**What is being asked**
Starting at the beginning of the items below and ending at the line that contains "(1020, 477)", both ends included, write those lines out again with the requests kept as they are. Multiply every coordinate in the answers by 2.1 and round to whole numbers, with halves rounded up.

**Data in this exercise**
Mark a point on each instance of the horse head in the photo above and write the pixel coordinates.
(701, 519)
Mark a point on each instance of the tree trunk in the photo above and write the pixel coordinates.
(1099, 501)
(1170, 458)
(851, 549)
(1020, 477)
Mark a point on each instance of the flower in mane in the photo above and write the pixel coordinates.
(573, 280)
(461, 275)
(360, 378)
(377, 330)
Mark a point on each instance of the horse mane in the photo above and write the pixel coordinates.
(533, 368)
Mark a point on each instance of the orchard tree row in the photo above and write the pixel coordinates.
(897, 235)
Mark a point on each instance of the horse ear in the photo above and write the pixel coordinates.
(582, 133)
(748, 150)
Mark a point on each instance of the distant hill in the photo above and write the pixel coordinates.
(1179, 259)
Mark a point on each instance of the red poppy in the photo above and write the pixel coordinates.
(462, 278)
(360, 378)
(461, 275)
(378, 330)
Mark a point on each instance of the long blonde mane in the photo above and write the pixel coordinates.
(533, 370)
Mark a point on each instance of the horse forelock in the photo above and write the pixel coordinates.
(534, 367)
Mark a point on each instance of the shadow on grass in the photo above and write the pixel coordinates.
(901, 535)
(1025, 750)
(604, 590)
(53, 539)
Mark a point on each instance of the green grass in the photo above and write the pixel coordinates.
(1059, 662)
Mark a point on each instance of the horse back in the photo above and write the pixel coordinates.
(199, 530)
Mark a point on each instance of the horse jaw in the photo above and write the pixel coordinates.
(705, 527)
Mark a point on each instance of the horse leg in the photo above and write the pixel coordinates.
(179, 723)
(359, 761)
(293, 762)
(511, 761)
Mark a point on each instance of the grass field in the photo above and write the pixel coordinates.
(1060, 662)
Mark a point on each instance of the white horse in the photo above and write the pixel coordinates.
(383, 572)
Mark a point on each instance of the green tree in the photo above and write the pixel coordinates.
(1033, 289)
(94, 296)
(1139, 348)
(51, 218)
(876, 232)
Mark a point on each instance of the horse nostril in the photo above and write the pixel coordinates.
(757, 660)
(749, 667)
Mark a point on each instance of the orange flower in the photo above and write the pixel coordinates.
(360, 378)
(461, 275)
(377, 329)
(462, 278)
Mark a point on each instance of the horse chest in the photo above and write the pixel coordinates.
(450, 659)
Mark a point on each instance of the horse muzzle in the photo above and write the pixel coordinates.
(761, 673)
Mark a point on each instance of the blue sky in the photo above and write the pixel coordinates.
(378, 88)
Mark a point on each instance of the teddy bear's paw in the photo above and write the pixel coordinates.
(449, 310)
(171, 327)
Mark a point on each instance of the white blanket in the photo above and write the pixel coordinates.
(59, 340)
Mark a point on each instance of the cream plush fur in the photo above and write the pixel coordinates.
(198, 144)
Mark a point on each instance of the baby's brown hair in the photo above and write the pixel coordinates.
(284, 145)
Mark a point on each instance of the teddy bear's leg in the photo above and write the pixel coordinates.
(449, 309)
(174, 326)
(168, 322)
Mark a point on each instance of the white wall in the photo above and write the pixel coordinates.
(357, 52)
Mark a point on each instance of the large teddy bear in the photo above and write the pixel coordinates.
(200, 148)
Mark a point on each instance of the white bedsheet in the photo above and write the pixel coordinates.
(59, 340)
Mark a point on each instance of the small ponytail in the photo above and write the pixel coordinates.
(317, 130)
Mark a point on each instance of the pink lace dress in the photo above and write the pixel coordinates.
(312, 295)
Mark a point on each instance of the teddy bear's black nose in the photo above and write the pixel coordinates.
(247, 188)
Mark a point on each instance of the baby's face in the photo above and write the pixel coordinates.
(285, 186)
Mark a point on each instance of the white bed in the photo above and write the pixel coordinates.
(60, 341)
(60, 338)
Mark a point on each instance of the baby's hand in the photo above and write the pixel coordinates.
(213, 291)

**Result of the task**
Mark a point on each instance of the horse head in the photo above and write the pixel coordinates.
(1472, 1090)
Mark a point on each instance of the tree trunk in the photo above and write the pixel coordinates.
(2308, 1052)
(2457, 962)
(1787, 1153)
(2142, 1002)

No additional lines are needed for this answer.